- Page text:
━━━━━━━━━━━━━━━━━━━━

A review of Shankhachil – 2016 Bengali film by Gautam Ghose By Abhinandan Bhattacharya

In the surging ripples of the meandering river one is most likely to hear the symphony of the universe. Does the river understand the definition of state or country borders? Can any force stop the flow of the river or refuse to accept the waters of the river because it flowed in from the other side of the border? The map of the biggest delta in the world has undergone a complete change with the water bodies gradually wiping out many differences set by human beings. The tigers and crocodiles have eaten their way into the geography of the region only to remind their human counterparts that there is more to life than engaging in conflicts on grounds of caste, gender and religion.

━━━━━━━━━━━━━━━━━━━━

- Given data:
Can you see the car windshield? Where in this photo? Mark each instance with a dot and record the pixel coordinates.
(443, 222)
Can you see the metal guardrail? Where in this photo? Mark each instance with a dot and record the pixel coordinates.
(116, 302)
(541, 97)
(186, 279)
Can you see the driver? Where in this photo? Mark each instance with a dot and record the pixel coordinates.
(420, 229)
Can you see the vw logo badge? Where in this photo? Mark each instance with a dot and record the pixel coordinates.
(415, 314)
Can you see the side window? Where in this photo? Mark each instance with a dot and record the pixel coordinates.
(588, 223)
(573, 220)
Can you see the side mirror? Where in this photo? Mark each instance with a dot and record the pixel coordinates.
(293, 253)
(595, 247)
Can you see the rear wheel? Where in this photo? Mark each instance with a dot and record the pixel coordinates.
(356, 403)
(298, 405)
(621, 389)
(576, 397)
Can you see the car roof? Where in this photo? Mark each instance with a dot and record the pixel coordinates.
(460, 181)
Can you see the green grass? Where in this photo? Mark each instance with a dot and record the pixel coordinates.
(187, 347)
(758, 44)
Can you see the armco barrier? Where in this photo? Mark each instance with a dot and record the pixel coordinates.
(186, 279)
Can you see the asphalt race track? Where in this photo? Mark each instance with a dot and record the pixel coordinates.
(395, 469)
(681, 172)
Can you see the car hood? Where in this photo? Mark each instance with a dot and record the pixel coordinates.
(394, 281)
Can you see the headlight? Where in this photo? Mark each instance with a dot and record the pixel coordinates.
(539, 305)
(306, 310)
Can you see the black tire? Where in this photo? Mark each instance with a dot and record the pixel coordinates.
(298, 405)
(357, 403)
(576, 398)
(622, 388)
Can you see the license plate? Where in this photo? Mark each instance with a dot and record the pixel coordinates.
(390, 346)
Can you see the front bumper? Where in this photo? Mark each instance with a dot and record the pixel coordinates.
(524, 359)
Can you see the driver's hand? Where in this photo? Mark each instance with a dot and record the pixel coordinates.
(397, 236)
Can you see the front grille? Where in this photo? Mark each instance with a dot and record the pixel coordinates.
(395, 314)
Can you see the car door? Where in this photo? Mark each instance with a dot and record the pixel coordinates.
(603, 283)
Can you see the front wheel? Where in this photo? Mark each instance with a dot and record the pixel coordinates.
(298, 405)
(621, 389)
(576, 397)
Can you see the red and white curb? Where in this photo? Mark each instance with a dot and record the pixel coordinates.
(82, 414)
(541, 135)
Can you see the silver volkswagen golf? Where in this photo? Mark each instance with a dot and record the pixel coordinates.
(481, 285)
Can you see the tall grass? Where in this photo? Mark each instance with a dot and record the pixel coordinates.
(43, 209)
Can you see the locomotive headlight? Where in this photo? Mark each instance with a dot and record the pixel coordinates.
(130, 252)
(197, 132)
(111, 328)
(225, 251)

━━━━━━━━━━━━━━━━━━━━

- What this task involves:
Translate this sentence from the film review into Spanish: "Does the river understand the definition of state or country borders?" The entries above come from a different source than the text.

- Task result:
¿Entiende el río la definición de las fronteras estatales o nacionales?